Problem
Please identify every line in the records below that contains the word "wooden" and copy each one. Matching is case-sensitive.

Given entries
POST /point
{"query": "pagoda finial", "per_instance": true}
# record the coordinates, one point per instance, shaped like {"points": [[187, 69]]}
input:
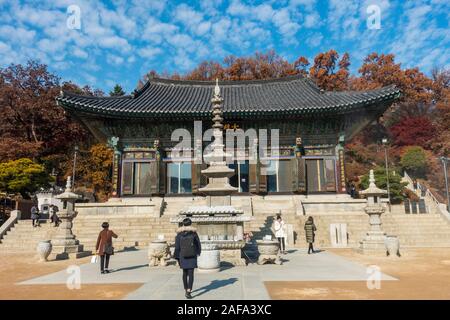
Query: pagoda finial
{"points": [[217, 90], [69, 184], [371, 178]]}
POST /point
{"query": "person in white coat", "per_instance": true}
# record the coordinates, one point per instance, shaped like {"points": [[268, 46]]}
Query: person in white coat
{"points": [[280, 233]]}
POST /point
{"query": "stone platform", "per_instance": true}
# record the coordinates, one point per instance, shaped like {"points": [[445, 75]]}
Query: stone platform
{"points": [[236, 283]]}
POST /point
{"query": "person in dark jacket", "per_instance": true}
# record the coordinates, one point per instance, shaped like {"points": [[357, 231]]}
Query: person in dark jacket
{"points": [[187, 249], [310, 233], [53, 215], [35, 216], [104, 246]]}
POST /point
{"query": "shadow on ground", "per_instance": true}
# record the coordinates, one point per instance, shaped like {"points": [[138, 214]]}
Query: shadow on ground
{"points": [[215, 284]]}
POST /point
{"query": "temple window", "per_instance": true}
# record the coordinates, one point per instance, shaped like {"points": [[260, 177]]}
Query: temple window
{"points": [[240, 179], [279, 176], [179, 177], [137, 171]]}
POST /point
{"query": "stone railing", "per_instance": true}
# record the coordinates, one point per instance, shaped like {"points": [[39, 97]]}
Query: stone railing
{"points": [[15, 215], [440, 207]]}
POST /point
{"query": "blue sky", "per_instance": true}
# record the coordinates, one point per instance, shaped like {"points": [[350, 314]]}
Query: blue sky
{"points": [[119, 41]]}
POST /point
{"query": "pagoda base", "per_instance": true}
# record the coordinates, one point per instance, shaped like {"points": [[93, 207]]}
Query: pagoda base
{"points": [[69, 252], [233, 257], [374, 247]]}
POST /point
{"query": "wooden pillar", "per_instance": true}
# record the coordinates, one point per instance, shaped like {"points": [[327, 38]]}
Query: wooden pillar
{"points": [[300, 166], [340, 172], [117, 162], [196, 167], [113, 142], [253, 168], [155, 175]]}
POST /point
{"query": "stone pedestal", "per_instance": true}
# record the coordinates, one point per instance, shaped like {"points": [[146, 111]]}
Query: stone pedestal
{"points": [[158, 253], [268, 251], [374, 241], [44, 248], [65, 245], [209, 259]]}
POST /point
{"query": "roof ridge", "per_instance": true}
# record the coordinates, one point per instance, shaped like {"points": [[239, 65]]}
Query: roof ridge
{"points": [[224, 82], [72, 94]]}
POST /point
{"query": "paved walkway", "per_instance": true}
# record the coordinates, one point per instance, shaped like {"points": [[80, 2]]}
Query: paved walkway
{"points": [[237, 283]]}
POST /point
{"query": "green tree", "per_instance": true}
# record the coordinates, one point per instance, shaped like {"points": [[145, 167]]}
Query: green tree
{"points": [[414, 161], [23, 176], [395, 185], [117, 91]]}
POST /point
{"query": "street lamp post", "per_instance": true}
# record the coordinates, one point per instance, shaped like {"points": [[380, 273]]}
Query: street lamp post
{"points": [[444, 162], [74, 166], [385, 142]]}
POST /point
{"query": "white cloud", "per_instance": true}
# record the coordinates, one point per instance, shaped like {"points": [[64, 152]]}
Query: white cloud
{"points": [[114, 60], [149, 52]]}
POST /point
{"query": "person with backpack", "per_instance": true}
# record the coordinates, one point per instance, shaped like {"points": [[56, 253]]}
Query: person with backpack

Task solution
{"query": "wooden pillar", "per_instance": true}
Query: wooden pillar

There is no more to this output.